YOUR OBJECTIVE:
Return the records exactly as they are.

GIVEN INFORMATION:
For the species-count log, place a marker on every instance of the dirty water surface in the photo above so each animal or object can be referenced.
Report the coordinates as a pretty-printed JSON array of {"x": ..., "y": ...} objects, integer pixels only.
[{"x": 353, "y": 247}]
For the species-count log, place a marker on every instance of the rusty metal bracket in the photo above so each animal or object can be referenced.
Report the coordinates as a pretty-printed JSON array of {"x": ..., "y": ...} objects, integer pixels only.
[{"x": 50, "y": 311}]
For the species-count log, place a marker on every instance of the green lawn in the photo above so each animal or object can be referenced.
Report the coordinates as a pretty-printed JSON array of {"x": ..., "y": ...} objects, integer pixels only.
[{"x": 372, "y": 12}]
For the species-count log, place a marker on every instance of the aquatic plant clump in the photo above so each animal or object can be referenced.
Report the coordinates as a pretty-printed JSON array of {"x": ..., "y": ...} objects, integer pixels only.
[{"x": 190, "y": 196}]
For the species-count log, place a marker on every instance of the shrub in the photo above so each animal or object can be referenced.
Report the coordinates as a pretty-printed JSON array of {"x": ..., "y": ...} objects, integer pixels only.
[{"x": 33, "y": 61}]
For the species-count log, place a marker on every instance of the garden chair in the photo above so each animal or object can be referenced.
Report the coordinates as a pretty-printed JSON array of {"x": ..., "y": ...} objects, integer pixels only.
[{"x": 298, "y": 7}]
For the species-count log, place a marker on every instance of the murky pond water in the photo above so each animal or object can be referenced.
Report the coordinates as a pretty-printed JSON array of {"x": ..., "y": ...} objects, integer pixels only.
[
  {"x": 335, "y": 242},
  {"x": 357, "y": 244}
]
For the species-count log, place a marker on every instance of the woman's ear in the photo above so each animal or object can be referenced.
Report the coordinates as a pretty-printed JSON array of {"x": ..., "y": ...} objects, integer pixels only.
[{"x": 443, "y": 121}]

RESULT OF THE TASK:
For the species-count log, place a marker on every instance of the dirty water surface in the photo above so each animal or object can be referenced.
Report the coordinates as a pretty-printed JSON array of {"x": ..., "y": ...} objects, integer pixels only.
[{"x": 353, "y": 247}]
For the species-count log, place a marker on every instance of the rusty metal bracket in the photo above so each animal or object can be referenced.
Report the coordinates as a pretty-printed JSON array of {"x": ..., "y": ...} objects, integer pixels only.
[{"x": 50, "y": 311}]
For the species-count log, place a marker on every instance of the green lawn in the photo above so each animal or object can be referenced.
Report the coordinates as a pretty-printed JSON array of {"x": ..., "y": ...} objects, integer pixels only.
[{"x": 372, "y": 12}]
For the species-count log, place a marker on every instance of the aquatic plant clump in the photo above so each animal or object can be referenced.
Report the coordinates as a pretty-printed JSON array of {"x": ..., "y": ...} objects, integer pixels only.
[{"x": 190, "y": 196}]
For the species-count log, place a marker on every instance of the shrub in the photo above so each animal or object can be referenced.
Report the coordinates as a pretty-printed JSON array of {"x": ..., "y": ...} objects, integer pixels only.
[{"x": 33, "y": 61}]
For the species-count log, place a marker on every instance of the garden chair in the photo above so each animal or object can be referenced.
Report the coordinates as a pretty-printed JSON array of {"x": ..., "y": ...} objects, integer pixels only.
[{"x": 298, "y": 7}]
For the species-count log, place a marker on every instance of the murky pond water in the photo above so each animal or object can be referenced.
Report the coordinates as a pretty-printed JSON array of {"x": ..., "y": ...} objects, integer pixels only.
[
  {"x": 335, "y": 242},
  {"x": 357, "y": 244}
]
For the species-count log, place a marker on every instance of the woman's ear in the photo above so each animal or object can be referenced.
Report the coordinates as a pretty-printed JSON array of {"x": ..., "y": ...} objects, integer pixels only.
[{"x": 443, "y": 121}]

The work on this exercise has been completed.